__WHAT YOU WILL DO__. Copy each line below containing "uniform".

(Stored items)
BEGIN
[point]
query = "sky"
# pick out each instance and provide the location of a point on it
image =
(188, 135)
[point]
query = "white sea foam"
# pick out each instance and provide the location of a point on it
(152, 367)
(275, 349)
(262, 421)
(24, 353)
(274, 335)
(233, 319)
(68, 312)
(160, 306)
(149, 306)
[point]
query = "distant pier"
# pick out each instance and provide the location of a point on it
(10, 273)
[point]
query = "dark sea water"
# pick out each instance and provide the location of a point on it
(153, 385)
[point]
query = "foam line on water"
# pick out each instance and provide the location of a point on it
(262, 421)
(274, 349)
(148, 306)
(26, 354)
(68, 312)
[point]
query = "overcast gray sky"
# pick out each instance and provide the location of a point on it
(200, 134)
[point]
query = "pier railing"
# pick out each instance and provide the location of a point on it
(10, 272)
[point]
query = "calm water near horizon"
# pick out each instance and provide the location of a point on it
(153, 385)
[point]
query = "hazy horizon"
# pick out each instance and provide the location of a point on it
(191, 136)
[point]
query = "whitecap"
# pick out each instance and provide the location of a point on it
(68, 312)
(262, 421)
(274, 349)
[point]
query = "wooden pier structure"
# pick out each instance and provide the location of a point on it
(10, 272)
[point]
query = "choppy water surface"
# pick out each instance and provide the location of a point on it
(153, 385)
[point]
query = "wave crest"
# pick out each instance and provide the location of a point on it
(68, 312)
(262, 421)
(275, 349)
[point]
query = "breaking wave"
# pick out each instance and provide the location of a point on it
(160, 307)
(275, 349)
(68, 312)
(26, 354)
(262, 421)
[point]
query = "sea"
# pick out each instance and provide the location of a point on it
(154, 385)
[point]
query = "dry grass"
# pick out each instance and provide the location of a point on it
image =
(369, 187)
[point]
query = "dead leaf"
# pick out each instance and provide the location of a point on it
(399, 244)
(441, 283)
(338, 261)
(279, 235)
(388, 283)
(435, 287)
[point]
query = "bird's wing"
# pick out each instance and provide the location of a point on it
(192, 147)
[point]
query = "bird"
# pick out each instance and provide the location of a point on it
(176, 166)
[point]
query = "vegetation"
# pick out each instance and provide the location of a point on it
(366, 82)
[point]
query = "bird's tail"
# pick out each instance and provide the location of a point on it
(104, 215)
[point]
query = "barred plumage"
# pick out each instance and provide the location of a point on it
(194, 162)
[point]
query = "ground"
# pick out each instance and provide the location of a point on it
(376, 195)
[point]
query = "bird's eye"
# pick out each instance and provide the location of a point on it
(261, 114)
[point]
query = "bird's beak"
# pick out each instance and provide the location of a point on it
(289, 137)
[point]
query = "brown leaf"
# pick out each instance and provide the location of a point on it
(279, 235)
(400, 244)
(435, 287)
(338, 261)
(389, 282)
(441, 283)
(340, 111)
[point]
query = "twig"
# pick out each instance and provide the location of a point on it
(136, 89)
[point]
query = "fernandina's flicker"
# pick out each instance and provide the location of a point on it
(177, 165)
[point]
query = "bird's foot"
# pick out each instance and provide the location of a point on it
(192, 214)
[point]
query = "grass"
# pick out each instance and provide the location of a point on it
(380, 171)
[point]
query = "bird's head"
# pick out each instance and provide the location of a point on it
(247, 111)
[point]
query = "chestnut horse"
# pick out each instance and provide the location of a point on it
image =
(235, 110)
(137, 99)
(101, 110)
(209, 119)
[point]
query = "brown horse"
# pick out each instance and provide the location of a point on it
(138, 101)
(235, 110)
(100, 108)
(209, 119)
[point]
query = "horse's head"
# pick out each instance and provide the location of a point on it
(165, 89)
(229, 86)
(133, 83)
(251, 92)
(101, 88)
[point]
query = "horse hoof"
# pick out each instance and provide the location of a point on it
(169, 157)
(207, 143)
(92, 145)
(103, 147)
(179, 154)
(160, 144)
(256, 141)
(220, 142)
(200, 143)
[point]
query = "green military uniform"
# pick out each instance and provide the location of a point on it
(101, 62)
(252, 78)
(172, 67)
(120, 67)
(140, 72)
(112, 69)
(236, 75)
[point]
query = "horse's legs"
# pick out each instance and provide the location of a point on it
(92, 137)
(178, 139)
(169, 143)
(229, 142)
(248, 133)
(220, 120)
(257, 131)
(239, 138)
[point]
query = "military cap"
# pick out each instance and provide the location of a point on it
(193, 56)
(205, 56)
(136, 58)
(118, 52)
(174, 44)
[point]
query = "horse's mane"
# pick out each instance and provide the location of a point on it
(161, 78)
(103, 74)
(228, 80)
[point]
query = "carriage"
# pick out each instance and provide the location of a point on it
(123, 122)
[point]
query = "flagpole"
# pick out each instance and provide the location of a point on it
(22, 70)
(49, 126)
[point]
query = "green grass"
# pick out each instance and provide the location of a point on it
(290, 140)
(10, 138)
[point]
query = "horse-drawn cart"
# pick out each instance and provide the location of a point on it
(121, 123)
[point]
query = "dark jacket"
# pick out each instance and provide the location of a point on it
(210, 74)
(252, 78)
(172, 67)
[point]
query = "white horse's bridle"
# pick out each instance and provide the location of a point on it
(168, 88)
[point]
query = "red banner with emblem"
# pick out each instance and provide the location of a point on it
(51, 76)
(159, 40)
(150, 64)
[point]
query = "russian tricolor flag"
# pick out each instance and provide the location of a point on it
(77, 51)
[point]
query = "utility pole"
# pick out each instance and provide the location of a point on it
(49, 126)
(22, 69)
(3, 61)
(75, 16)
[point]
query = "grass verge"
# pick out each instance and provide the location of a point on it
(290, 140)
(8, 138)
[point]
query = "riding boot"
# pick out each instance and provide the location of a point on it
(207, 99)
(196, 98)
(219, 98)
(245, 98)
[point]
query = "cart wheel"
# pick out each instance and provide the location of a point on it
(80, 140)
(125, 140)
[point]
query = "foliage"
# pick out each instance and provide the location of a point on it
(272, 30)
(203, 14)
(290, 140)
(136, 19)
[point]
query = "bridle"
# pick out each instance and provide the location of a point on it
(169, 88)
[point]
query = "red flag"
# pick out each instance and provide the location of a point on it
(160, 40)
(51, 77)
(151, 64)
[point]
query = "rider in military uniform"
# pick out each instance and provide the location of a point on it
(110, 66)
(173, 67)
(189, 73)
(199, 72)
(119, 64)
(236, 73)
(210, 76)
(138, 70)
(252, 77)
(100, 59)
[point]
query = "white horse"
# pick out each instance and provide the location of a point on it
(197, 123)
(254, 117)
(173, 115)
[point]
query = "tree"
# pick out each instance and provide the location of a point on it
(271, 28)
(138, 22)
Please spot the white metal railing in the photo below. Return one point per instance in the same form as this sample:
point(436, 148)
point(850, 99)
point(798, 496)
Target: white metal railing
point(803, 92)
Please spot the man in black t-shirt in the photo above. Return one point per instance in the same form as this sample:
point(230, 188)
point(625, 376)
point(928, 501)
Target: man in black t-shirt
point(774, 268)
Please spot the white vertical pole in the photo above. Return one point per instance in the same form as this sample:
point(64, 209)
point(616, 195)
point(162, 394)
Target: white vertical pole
END
__EXPECTED OUTPUT__.
query = "green military uniform"
query = "rider in military uniform"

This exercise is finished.